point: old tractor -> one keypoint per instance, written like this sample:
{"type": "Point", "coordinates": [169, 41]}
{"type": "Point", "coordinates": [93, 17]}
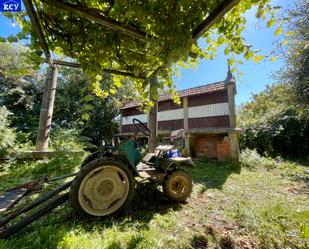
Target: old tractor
{"type": "Point", "coordinates": [105, 182]}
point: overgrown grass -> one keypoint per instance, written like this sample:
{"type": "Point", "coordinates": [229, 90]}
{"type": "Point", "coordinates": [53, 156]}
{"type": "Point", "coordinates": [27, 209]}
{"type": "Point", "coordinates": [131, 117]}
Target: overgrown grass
{"type": "Point", "coordinates": [232, 206]}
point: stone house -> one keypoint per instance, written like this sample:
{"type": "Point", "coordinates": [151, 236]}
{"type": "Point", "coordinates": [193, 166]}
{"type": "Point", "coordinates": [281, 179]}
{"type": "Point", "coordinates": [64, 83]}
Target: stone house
{"type": "Point", "coordinates": [206, 113]}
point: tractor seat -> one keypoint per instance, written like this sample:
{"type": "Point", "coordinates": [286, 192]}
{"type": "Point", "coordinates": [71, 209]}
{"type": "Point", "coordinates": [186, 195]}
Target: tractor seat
{"type": "Point", "coordinates": [164, 148]}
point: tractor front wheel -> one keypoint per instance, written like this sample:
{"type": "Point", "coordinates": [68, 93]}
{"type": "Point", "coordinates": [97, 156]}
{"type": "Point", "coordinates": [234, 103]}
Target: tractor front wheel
{"type": "Point", "coordinates": [177, 186]}
{"type": "Point", "coordinates": [101, 188]}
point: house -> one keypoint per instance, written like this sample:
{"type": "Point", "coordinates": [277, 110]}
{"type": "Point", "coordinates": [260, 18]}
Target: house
{"type": "Point", "coordinates": [206, 113]}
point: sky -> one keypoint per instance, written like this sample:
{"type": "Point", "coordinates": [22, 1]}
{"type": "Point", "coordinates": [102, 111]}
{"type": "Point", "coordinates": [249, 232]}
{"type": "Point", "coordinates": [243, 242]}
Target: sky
{"type": "Point", "coordinates": [256, 76]}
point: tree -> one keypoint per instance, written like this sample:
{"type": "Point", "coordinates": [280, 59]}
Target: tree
{"type": "Point", "coordinates": [273, 125]}
{"type": "Point", "coordinates": [296, 69]}
{"type": "Point", "coordinates": [20, 87]}
{"type": "Point", "coordinates": [143, 38]}
{"type": "Point", "coordinates": [140, 39]}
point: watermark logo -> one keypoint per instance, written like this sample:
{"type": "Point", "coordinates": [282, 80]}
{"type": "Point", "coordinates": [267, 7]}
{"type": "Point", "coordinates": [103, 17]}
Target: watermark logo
{"type": "Point", "coordinates": [10, 5]}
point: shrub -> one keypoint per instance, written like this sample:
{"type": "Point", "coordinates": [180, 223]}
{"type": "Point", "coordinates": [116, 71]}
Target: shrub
{"type": "Point", "coordinates": [69, 140]}
{"type": "Point", "coordinates": [285, 134]}
{"type": "Point", "coordinates": [253, 160]}
{"type": "Point", "coordinates": [7, 134]}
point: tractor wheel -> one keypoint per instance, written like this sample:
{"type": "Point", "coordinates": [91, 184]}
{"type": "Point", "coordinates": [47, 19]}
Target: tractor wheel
{"type": "Point", "coordinates": [177, 186]}
{"type": "Point", "coordinates": [101, 188]}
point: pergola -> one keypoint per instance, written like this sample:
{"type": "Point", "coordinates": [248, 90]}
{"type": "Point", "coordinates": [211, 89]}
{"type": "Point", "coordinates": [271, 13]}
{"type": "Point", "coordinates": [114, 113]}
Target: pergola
{"type": "Point", "coordinates": [95, 16]}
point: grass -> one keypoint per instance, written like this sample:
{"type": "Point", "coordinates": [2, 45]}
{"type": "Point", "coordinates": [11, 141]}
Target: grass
{"type": "Point", "coordinates": [258, 205]}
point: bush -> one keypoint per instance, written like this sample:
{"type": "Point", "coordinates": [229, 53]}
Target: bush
{"type": "Point", "coordinates": [285, 134]}
{"type": "Point", "coordinates": [7, 135]}
{"type": "Point", "coordinates": [69, 140]}
{"type": "Point", "coordinates": [253, 160]}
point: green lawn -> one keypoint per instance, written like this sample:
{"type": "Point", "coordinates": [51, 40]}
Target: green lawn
{"type": "Point", "coordinates": [231, 207]}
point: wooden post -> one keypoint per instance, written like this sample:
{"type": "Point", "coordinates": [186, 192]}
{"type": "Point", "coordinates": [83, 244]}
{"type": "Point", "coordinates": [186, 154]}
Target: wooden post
{"type": "Point", "coordinates": [186, 125]}
{"type": "Point", "coordinates": [152, 117]}
{"type": "Point", "coordinates": [47, 108]}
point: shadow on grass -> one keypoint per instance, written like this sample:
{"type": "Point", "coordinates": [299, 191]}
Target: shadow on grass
{"type": "Point", "coordinates": [213, 174]}
{"type": "Point", "coordinates": [148, 202]}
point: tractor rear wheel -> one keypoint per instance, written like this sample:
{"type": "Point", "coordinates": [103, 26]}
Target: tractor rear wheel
{"type": "Point", "coordinates": [101, 188]}
{"type": "Point", "coordinates": [177, 186]}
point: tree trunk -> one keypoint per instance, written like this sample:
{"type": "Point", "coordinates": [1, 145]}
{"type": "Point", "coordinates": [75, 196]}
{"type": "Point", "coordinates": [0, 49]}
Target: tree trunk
{"type": "Point", "coordinates": [152, 118]}
{"type": "Point", "coordinates": [47, 108]}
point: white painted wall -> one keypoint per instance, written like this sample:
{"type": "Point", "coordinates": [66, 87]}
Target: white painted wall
{"type": "Point", "coordinates": [129, 119]}
{"type": "Point", "coordinates": [212, 110]}
{"type": "Point", "coordinates": [170, 115]}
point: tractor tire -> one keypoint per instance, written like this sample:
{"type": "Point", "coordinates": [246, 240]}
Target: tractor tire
{"type": "Point", "coordinates": [177, 186]}
{"type": "Point", "coordinates": [101, 188]}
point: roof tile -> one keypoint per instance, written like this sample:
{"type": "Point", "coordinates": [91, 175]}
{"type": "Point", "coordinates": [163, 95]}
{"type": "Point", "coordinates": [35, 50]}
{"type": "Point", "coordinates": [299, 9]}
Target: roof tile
{"type": "Point", "coordinates": [213, 87]}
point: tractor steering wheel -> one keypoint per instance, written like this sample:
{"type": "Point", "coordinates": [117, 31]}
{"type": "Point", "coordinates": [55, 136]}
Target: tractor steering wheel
{"type": "Point", "coordinates": [141, 127]}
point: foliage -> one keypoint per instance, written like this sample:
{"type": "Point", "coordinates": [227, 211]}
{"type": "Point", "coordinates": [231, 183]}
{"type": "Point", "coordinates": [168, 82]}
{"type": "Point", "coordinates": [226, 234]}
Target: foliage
{"type": "Point", "coordinates": [169, 39]}
{"type": "Point", "coordinates": [248, 208]}
{"type": "Point", "coordinates": [296, 69]}
{"type": "Point", "coordinates": [7, 135]}
{"type": "Point", "coordinates": [251, 159]}
{"type": "Point", "coordinates": [273, 125]}
{"type": "Point", "coordinates": [20, 87]}
{"type": "Point", "coordinates": [69, 140]}
{"type": "Point", "coordinates": [76, 107]}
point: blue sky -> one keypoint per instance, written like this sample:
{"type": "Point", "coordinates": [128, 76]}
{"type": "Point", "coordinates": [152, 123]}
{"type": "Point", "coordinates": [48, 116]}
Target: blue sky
{"type": "Point", "coordinates": [256, 76]}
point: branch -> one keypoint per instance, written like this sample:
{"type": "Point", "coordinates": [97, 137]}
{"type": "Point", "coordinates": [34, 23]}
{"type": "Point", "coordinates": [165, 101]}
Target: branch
{"type": "Point", "coordinates": [37, 29]}
{"type": "Point", "coordinates": [95, 16]}
{"type": "Point", "coordinates": [111, 71]}
{"type": "Point", "coordinates": [215, 16]}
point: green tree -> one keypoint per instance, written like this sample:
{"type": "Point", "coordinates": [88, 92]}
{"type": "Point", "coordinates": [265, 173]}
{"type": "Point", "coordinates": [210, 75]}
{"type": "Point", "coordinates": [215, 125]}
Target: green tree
{"type": "Point", "coordinates": [20, 87]}
{"type": "Point", "coordinates": [296, 69]}
{"type": "Point", "coordinates": [273, 125]}
{"type": "Point", "coordinates": [143, 37]}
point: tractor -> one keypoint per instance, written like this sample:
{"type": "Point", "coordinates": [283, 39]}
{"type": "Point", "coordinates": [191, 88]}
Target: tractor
{"type": "Point", "coordinates": [106, 181]}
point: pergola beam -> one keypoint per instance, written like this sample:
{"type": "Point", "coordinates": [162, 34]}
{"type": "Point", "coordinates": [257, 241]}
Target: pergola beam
{"type": "Point", "coordinates": [214, 16]}
{"type": "Point", "coordinates": [95, 16]}
{"type": "Point", "coordinates": [110, 71]}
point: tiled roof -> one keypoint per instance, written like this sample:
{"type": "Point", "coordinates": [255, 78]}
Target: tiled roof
{"type": "Point", "coordinates": [213, 87]}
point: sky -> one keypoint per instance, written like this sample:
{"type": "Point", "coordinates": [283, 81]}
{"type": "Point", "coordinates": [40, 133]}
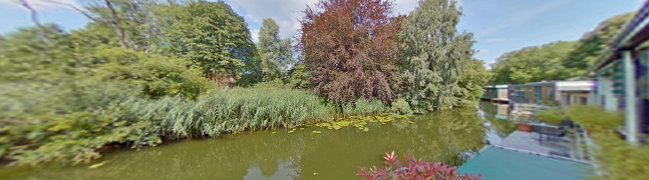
◇ ◇ ◇
THE REQUEST
Locate every line of the items above that contains the word "stone", and copy each such line. Treat case as significant when matching.

OUTPUT OF THE TASK
point: stone house -> one keypoint per instance, written like this sample:
Target: stone house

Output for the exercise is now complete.